* _WHAT YOU SHOULD DO_
Quote the listing word for word from its first line up to and including the line containing "[[[0,186],[141,143],[159,174],[256,163],[256,1],[0,0]]]". Leave the pictures out of your answer.

:: MATERIAL FOR THE TASK

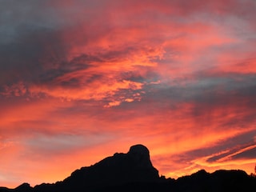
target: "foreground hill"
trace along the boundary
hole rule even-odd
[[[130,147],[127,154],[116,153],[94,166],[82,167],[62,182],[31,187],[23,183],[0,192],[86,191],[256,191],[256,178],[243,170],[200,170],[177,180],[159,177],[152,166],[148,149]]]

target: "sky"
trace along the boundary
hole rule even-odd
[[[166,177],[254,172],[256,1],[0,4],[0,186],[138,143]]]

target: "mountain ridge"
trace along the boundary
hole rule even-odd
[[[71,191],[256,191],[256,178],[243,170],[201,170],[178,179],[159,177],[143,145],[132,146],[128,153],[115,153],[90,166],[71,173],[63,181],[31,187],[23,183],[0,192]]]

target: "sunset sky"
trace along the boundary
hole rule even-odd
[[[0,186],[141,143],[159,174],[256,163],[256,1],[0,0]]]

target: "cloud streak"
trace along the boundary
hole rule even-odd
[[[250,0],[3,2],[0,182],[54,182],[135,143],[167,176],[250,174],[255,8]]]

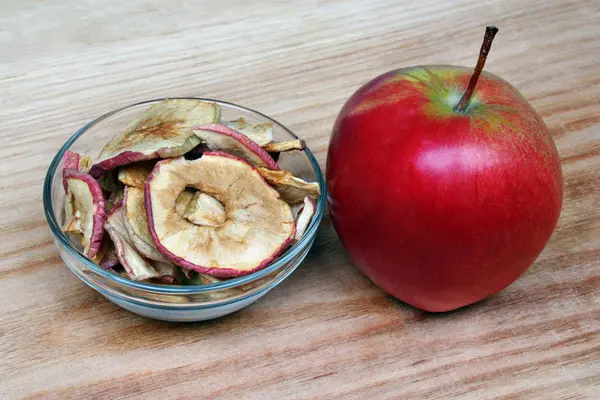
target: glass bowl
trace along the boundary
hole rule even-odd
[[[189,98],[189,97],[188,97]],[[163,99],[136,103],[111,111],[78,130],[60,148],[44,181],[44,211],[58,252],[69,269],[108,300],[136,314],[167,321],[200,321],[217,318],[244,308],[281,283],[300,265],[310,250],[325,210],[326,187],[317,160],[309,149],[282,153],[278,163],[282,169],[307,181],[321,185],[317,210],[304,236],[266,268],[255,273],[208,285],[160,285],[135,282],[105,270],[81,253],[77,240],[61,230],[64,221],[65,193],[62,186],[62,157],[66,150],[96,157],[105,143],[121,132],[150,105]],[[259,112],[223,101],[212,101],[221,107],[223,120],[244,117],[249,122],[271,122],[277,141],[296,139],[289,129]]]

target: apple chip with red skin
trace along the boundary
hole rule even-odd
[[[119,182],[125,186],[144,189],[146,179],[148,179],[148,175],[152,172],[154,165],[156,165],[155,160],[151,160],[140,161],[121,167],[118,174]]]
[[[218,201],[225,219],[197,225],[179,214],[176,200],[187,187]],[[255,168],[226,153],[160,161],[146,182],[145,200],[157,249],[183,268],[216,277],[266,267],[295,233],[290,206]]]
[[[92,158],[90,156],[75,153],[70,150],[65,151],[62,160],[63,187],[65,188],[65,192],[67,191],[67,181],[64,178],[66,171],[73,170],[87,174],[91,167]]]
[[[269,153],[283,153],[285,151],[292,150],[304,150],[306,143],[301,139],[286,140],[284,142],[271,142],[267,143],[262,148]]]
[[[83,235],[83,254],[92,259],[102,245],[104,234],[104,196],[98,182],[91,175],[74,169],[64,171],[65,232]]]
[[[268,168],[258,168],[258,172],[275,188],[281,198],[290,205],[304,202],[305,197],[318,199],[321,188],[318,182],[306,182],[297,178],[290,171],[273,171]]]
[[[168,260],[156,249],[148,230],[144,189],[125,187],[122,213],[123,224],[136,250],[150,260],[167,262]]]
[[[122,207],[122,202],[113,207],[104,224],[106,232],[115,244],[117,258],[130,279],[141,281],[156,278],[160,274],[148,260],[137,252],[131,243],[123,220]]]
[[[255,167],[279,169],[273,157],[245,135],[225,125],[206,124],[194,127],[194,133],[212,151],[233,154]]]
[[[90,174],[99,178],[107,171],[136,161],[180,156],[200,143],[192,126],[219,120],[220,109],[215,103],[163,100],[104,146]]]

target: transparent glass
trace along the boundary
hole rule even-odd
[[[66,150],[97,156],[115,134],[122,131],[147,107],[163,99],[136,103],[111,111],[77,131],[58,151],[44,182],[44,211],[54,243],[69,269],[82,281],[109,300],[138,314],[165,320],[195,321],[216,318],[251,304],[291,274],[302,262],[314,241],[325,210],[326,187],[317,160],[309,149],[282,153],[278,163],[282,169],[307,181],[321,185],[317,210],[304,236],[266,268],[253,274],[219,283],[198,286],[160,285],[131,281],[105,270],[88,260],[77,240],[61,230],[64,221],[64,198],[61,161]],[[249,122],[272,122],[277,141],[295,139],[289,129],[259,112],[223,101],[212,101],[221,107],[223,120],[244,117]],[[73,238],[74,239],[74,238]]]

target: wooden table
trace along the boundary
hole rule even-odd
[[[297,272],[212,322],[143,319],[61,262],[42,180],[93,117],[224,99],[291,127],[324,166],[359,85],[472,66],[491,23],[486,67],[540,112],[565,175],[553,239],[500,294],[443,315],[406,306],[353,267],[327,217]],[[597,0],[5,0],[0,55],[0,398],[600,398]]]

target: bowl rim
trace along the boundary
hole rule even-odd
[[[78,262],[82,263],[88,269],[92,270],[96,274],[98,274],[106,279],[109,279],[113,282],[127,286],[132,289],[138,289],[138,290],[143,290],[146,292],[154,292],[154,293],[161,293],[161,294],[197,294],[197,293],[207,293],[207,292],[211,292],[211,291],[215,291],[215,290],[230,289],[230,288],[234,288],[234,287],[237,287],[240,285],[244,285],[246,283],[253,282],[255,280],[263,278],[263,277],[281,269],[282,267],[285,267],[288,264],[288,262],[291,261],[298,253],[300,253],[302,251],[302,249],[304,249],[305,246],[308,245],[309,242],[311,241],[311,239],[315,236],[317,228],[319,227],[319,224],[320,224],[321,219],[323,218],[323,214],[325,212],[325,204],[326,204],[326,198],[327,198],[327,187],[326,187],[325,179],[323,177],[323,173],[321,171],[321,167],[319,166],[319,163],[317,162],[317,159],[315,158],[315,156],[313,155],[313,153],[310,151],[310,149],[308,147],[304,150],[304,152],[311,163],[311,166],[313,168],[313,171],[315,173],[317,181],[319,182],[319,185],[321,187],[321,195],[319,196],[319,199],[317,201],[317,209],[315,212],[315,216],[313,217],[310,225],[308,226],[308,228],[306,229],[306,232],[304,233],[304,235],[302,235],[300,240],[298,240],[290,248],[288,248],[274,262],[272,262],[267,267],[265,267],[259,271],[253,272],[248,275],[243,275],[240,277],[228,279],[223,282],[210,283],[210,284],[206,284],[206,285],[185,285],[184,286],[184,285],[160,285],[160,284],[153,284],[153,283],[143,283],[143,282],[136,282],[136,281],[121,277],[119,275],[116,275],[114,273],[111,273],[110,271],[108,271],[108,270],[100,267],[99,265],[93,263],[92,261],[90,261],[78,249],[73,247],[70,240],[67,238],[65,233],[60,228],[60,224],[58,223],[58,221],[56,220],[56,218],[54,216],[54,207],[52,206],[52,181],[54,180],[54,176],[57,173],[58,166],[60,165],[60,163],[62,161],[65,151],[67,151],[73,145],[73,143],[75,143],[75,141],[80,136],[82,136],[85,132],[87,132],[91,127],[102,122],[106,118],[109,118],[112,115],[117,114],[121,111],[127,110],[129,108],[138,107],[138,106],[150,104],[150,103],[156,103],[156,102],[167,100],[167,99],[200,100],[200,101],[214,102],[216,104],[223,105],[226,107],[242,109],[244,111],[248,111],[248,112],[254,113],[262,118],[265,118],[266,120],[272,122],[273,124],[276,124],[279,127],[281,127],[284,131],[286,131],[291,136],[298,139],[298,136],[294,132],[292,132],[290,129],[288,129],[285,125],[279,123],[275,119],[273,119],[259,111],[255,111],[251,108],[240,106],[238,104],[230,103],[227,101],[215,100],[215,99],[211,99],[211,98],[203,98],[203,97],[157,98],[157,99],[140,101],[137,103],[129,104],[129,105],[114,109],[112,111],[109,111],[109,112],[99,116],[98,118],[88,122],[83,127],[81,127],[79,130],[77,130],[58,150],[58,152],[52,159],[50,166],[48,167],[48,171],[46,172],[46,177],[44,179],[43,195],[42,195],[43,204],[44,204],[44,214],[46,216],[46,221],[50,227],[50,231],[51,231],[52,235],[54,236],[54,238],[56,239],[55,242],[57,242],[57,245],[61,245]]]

::::

* _SOLVED PROBLEM_
target: "foreground hill"
trace along the boundary
hole rule even-odd
[[[130,147],[127,154],[116,153],[94,166],[82,167],[62,182],[31,187],[23,183],[0,192],[86,191],[256,191],[256,178],[243,170],[200,170],[177,180],[159,177],[152,166],[148,149]]]

target: "sky"
trace along the boundary
hole rule even-odd
[[[166,177],[254,172],[256,1],[0,4],[0,186],[138,143]]]

target: "mountain ridge"
trace along the boundary
hole rule even-odd
[[[71,191],[256,191],[256,178],[243,170],[201,170],[178,179],[159,177],[143,145],[132,146],[128,153],[115,153],[90,166],[71,173],[63,181],[31,187],[23,183],[0,192]]]

target: "sunset sky"
trace along the boundary
hole rule even-odd
[[[0,186],[141,143],[159,174],[256,163],[256,1],[0,0]]]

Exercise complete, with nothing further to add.